▶ TEXT SECTION
>>>>

[SOLVED] reactivating raid after drive disconnect - all drives now listed as spares

gephenzie · 02-27-2016, 09:50 AM

That looked promising too, but apparently it isn't due to a race problem

Code:

[root@hz16 ~]# udevadm control --stop-exec-queue
[root@hz16 ~]#  mdadm --create --assume-clean --force /dev/md0 --level=10 --raid-devices=32 /dev/sd{b,c,d,e,f,g,h,i,j,k,l,m,n,o,p,q,r,s,t,u,v,w,x,y,z,aa,ab,ac,ad,ae,af,ag}1
mdadm: cannot open /dev/sdb1: Device or resource busy
[root@hz16 ~]# udevadm control --start-exec-queue

jpollard · 02-27-2016, 10:06 AM

I ran across one other rather old reference:http://superuser.com/questions/10163.../102111#102111

Code:

sudo mdadm --stop /dev/md0

even though the raid should already be stopped.

gephenzie · 02-27-2016, 04:08 PM

Thanks jpollard and everyone else - solved!

Yes, stopping first (even though already stopped) allowed it to (re)create. Note that initially I was attempting to assemble, and that was not working either. I had tried stopping it before, but obviously not in the correct order of things. After the successful (re)create, I broke it again (unplugged the other 16 drives) rebooted, failed and recovered it. Process/commands were:

* Unplugged the drives in the middle of a massive write operation - a couple thousand lines of errors scrolled by on the console, and in a SSH session the copy appeared to continue (?) even though the drive was broke. A while later, the server inexplicably rebooted on it's own (not sure why, but that's what it did).

<<<<

▶ REQUEST A
Please rewrite the listing lines as a numbered list, starting at the line that contains "Segment man's hand in the image above." and ending at the line that contains "[255,112,360,209]", with blank lines left out.

Coordinate annotation listing
>>>>

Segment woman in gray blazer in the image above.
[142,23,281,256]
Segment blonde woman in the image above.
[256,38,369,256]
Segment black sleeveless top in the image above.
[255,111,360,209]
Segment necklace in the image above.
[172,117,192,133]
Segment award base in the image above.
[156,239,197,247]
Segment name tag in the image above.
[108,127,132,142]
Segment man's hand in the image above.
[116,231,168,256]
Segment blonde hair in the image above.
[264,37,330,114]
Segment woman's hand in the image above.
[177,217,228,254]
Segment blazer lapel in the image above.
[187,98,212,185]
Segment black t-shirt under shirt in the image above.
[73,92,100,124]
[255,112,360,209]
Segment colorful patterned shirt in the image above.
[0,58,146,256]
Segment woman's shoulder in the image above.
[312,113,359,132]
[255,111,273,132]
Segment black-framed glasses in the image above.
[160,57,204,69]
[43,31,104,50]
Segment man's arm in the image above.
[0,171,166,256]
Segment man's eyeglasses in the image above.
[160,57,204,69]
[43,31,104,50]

<<<<

▶ REQUEST B
Translate this sentence from the RAID forum thread into Spanish: "I had tried stopping it before, but obviously not in the correct order of things."

▶ FULL RESPONSE A
1. Segment man's hand in the image above.
2. [116,231,168,256]
3. Segment blonde hair in the image above.
4. [264,37,330,114]
5. Segment woman's hand in the image above.
6. [177,217,228,254]
7. Segment blazer lapel in the image above.
8. [187,98,212,185]
9. Segment black t-shirt under shirt in the image above.
10. [73,92,100,124]
11. [255,112,360,209]

▶ FULL RESPONSE B
Ya había intentado detenerlo antes, pero evidentemente no en el orden correcto de las cosas.